■ Görev Listesi:
1 > Çerkes dernekleri ve KAFFED konulu metne göre Nisan sayısı için kendisiyle irtibat kurulan dernekler arasında neden yalnızca Antalya Çerkes Derneği yanıt gönderebildi? Bir iki cümleyle açıklayın.
2 > Çerkes dernekleri ve KAFFED konulu metni, Yusuf Hatuk'un son cümlesinden sonra gelecek kısmı yazarak lütfen sürdürün.

■ Verilen Metin:
----

Bağımsızlık Demokrasi Özgürlük Eşitlik Birlik

Derneklerimiz – KAFFED – DÇB / Çerkes Derneği – Bursa Çerkes Kültür Derneği

Kafkas Dernekleri Federasyonu’nun (KAFFED) uzun yıllara dayalı çalışma sonucu kurulduğunu biliyoruz. 2022 Olağanüstü Genel Kurulu ile başlayan bir tartışma sürecinin içindeyiz.

Dünya Çerkes Birliği (DÇB) üyeliği ve Tüzük üzerinden başlayan tartışmalar, 2023 yılı Olağan Genel Kurul toplantısı sırası ve sonrası bazı üye derneklerin “faaliyetlere gözlemci olarak katılma, üyelikten ayrılma, üyeliği askıya alma” gibi tavırlar almasıyla devam etti.

Tavır alan derneklerimizden başlayarak federasyon üyesi derneklerimizle süreci değerlendirmek, gerek Türkiye’de gerekse uluslararası arenada önemsediğimiz “birlik” konusunun daha sağlıklı yürüyebilmesi için katkıda bulunmak istedik. Derneklerimize aynı dört soru yönelttik.

Mart sayımızda İstanbul Kafkas Kültür Derneği, Kayseri Kafkas Derneği, Eskişehir Kuzey Kafkas Kültür ve Dayanışma Derneği yönetim kurulu veya başkanları ile yaptığımız söyleşileri verdik.

Derneklerimiz ve KAFFED – DÇB

Nisan sayımız için Adana, Ankara, Antalya, Bursa, Samsun Çerkes Dernekleri ve Ceyhan Kuzey Kafkas Kültür Eğitim Derneği ile irtibat kurduk. 31 Mart yerel seçimlerine yönelik yoğunluk nedeniyle sadece Antalya Çerkes Derneği yanıtlarını gönderebildi.

Derneklerimiz – KAFFED – DÇB

Mayıs sayımızda dönüş yapan Ankara, Bursa Çerkes Derneklerini veriyoruz. İrtibat kurduğumuz -isimlerini yukarıda andığımız- derneklerimizden dönüş beklerken Hamamözü Çerkes Derneği, Aydın Kuzey Kafkas Kültür Derneği ve Nazilli Kuzey Kafkas ve Dayanışma Derneği ile de irtibat kuracağız.


Ankara Çerkes Derneği


“Güçlü, etkili, saygın ve tuttuğunu koparan bir KAFFED beklentimiz var elbette her şeyden önce”


-Nasıl bir KAFFED/Federasyon/Birlik hayaliniz var? Üye derneklerle ilişkiler, uluslararası kurumlarla ilişkiler, sürgün, soykırım, başta anadili olmak üzere kimliğe ve kültüre dair her konuda nasıl bir birlik? Mevcut durumun ihtiyacı karşıladığı seçeneği de var elbette.

-Ankara Çerkes Derneği YK Başkanı Yusuf Hatuk: Nasıl bir KAFFED beklentimiz var, şunu başta belirtmek isterim ki, kurumların varlığına ve bu kurumlara saygı duyulmasına inananlardanız. Kişiler gelip geçicidir ama kurumlar kalıcıdır.

----

■ Veri Kümesi Kesiti:
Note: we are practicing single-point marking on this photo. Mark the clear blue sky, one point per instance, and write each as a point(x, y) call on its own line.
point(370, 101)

----

■ Görevlere Göre Yanıtlar:
1 > Nisan sayısı için Adana, Ankara, Antalya, Bursa ve Samsun Çerkes Dernekleri ile Ceyhan Kuzey Kafkas Kültür Eğitim Derneği ile irtibat kuruldu. 31 Mart yerel seçimlerine yönelik yoğunluk nedeniyle bunlardan yalnızca Antalya Çerkes Derneği yanıtlarını gönderebildi.

2 >
Güçlü, etkili, saygın ve tuttuğunu koparan bir KAFFED beklentimiz var elbette her şeyden önce. Ama maalesef günden güne gücünü kaybeden bir KAFFED yapısı ile karşı karşıyayız. Anavatan ile ilişkilerde de duraklama dönemine geçmiş durumdayız. Geçmişte ne kadar ileri seviyedeydik o da ayrı bir tartışma konusu belki ancak şu dönemlerden daha iyiydi en azından. Maalesef günümüzde yaşanan tartışmalar da KAFFED’in yapısına gölge düşürecek cinsten. Bunu neye bağlıyorum; devamlı aynı yüzlerin KAFFED yapılanmasında bulunmasına ve arka planda bir şeylere yön verme çalışmalarına hız kesmeden devam etmelerine veya değiştirmek isteyenlerin yeterli çabayı göstermediklerine, gösterdikleri çabanın da değiştirmeye yetmediğine bağlıyorum.

Üye derneklerle ilişkilerimizin üst seviyede olması gerekiyor. Birbirimizin yardımına koşmamız gerekiyor ve o dernek bu dernek kavramından çıkıp tüm dernekleri sahiplenmek gerekiyor ki bir şeyleri başaralım. Ayrışmalar olmasın, yoksa içinden çıkılmaz bir hal alır, o da toplumumuza huzursuzluktan, zarardan başka bir şey getirmez.

Bu arada tüzüğümüzün de düzenlenmesi gerektiğine inanıyorum. Şöyle bir durum var; 1 kişi birden fazla derneğe üye olabiliyor, olmakla kalmayıp delege sayılarını yükseltebiliyor. Bu durumun düzeltilmesi gerektiğine ve 1 üyenin birden fazla üyeliği olabilir ama delege sayısına etki etmeyecek şekilde şekillendirilmesi gerektiğine inanıyoruz. Yoksa herkesi üye yapalım derneklere, delege sayılarını yükseltelim, her dernek 25 delege ile genel kurula gelsin, son derece yanlış bir durum.

Uluslararası kurumlar ve STK’lar ile de ilişkileri sıcak tutmalıyız. Bu dünyada kimse tek başına bir şey yapamaz, hele de bizim gibi azınlıkta olan toplumlar için olması gereken durumlardır diye düşünüyoruz.

Toplumu ilgilendiren tüm toplumsal organizasyonlarda birlikte hareket edilmesi gerektiğine inanıyoruz. Birlikte hareket edip sesimizi daha çok, daha gür duyurmalıyız. KAFFED bu hareketin en önünde olması gereken, en çok çabalaması gereken kurumdur (ilişkileri sayesinde).

Mevcut durum her zaman her ihtiyacı karşılıyor mu, bence hayır ama bunun sadece KAFFED ile değil, yaşadığımız ülkelerin sorunlarıyla da alakalı olduğunu düşünüyoruz (Ekonomi, iklim şartları, coğrafi şartlar vb. diye sıralanabilir).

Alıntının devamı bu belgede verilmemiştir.